§ Records of position identification
* begin *

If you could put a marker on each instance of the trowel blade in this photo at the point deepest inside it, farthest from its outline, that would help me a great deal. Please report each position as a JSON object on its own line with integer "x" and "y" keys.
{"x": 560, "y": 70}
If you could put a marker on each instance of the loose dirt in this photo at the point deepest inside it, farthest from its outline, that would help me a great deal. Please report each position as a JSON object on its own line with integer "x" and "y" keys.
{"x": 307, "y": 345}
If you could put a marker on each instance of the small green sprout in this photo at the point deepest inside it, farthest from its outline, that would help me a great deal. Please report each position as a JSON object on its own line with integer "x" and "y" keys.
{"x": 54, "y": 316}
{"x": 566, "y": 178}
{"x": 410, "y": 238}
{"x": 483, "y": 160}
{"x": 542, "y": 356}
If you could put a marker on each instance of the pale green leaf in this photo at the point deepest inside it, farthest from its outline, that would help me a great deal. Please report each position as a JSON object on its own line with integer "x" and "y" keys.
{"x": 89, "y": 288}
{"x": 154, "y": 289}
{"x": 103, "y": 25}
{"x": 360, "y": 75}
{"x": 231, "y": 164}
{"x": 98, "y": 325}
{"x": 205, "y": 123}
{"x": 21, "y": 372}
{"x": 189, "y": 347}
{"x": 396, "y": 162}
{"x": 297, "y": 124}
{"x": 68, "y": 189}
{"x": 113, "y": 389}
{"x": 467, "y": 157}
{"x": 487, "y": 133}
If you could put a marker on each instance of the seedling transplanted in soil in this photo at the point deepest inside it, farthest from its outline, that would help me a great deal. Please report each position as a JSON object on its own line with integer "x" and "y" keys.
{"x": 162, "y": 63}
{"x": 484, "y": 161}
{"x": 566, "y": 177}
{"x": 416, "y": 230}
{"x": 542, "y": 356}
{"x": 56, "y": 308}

* end *

Reproduce the lines from the line containing "of the pale" through the end of the records, inclusive, with the requests included, and offset every coordinate in the answers by -79.

§ SOLUTION TO THIS TASK
If you could put a marker on each instance of the pale green leaf in this photo at the point deepest inside it, farthest from its outline, that would help me a great deal. Please report each position as a JSON object on its own line with integer "x" and "y" keys.
{"x": 10, "y": 209}
{"x": 75, "y": 210}
{"x": 24, "y": -54}
{"x": 281, "y": -4}
{"x": 152, "y": 85}
{"x": 19, "y": 246}
{"x": 126, "y": 44}
{"x": -58, "y": 293}
{"x": 110, "y": 268}
{"x": 317, "y": 83}
{"x": 218, "y": 45}
{"x": -11, "y": 110}
{"x": 34, "y": 310}
{"x": 388, "y": 78}
{"x": 408, "y": 54}
If you could put a marker on each instance of the seedling transplanted in soil in this photo at the point deepest inside it, farthest from its outline, that would help me a great deal. Please report each position as a JSON object on its own line with integer "x" and "y" keys.
{"x": 83, "y": -16}
{"x": 405, "y": 82}
{"x": 487, "y": 98}
{"x": 337, "y": 151}
{"x": 463, "y": 277}
{"x": -23, "y": 229}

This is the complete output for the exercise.